Task to carry out.
Convert the lines of the records from the line containing "# Provide the mask of every instance of the dark" up to and including the line containing "--target=dark sunglasses lens" into a numbered list, leaving out any blank lines.

★ ★ ★

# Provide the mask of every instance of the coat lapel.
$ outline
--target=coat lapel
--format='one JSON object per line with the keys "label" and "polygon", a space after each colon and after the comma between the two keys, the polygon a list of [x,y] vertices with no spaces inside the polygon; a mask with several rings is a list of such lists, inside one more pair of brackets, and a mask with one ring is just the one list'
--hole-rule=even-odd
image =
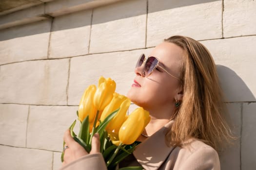
{"label": "coat lapel", "polygon": [[138,163],[145,170],[157,170],[173,150],[173,147],[166,145],[165,136],[174,122],[170,121],[140,143],[133,152]]}

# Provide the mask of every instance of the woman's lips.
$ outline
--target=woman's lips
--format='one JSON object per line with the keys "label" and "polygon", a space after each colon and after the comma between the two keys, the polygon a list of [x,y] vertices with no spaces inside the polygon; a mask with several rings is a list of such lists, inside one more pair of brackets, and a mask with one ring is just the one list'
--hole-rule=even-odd
{"label": "woman's lips", "polygon": [[132,85],[132,86],[133,87],[140,87],[141,85],[138,84],[138,82],[137,82],[135,80],[133,81],[134,83]]}

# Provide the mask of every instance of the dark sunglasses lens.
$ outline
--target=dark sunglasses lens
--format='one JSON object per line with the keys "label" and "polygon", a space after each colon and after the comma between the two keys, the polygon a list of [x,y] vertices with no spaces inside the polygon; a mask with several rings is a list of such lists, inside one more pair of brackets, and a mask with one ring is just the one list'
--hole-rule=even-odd
{"label": "dark sunglasses lens", "polygon": [[138,58],[138,61],[137,61],[137,64],[136,64],[136,68],[138,68],[138,67],[140,67],[140,66],[141,66],[141,65],[143,63],[143,62],[144,61],[144,59],[145,55],[144,54],[142,54]]}
{"label": "dark sunglasses lens", "polygon": [[156,68],[158,63],[158,59],[154,57],[150,57],[148,58],[145,64],[145,75],[149,76],[151,74],[154,69]]}

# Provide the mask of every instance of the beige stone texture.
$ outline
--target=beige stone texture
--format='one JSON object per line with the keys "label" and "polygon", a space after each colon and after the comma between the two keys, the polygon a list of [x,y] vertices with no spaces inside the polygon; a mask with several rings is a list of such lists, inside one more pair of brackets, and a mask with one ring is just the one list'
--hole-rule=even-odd
{"label": "beige stone texture", "polygon": [[241,133],[241,113],[242,103],[228,103],[229,114],[225,115],[226,120],[236,139],[225,144],[219,153],[221,170],[240,170],[240,147]]}
{"label": "beige stone texture", "polygon": [[202,41],[217,66],[228,102],[255,102],[256,36]]}
{"label": "beige stone texture", "polygon": [[94,9],[90,53],[145,47],[146,0],[124,0]]}
{"label": "beige stone texture", "polygon": [[0,16],[0,29],[47,19],[44,13],[44,6],[41,4]]}
{"label": "beige stone texture", "polygon": [[77,119],[77,109],[76,106],[30,106],[27,147],[62,151],[64,132]]}
{"label": "beige stone texture", "polygon": [[28,105],[0,104],[0,144],[26,146]]}
{"label": "beige stone texture", "polygon": [[241,150],[242,170],[256,169],[256,103],[243,104],[242,142]]}
{"label": "beige stone texture", "polygon": [[0,145],[1,170],[52,170],[52,152]]}
{"label": "beige stone texture", "polygon": [[67,57],[88,53],[91,16],[92,11],[88,10],[54,19],[49,58]]}
{"label": "beige stone texture", "polygon": [[0,31],[0,64],[47,58],[49,19]]}
{"label": "beige stone texture", "polygon": [[62,166],[62,163],[60,160],[61,153],[53,153],[53,170],[59,170]]}
{"label": "beige stone texture", "polygon": [[147,47],[175,35],[221,38],[221,0],[149,0]]}
{"label": "beige stone texture", "polygon": [[117,92],[126,95],[135,76],[134,68],[140,55],[148,50],[92,54],[72,58],[68,89],[69,105],[78,105],[84,90],[98,85],[100,76],[116,81]]}
{"label": "beige stone texture", "polygon": [[45,13],[57,17],[124,0],[60,0],[45,3]]}
{"label": "beige stone texture", "polygon": [[66,104],[69,59],[1,66],[0,102]]}
{"label": "beige stone texture", "polygon": [[256,1],[224,0],[225,37],[256,34]]}

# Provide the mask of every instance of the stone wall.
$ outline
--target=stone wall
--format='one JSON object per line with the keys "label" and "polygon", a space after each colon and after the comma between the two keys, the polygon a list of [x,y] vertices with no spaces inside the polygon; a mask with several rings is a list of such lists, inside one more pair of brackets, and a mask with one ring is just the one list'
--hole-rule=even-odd
{"label": "stone wall", "polygon": [[1,169],[58,170],[85,88],[102,75],[126,94],[139,55],[176,34],[204,44],[217,65],[237,137],[220,153],[222,169],[256,169],[256,0],[112,1],[0,16]]}

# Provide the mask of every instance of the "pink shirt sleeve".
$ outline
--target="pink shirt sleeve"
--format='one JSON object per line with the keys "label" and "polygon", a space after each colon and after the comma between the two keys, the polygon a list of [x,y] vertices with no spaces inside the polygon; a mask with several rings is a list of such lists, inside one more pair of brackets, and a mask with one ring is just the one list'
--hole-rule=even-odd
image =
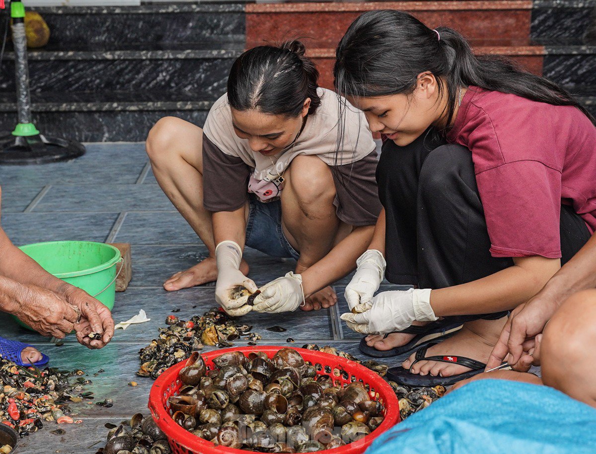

★ ★ ★

Problem solution.
1. # Provide the mask of every instance of the dark sunglasses lens.
2. $ outline
3. --target=dark sunglasses lens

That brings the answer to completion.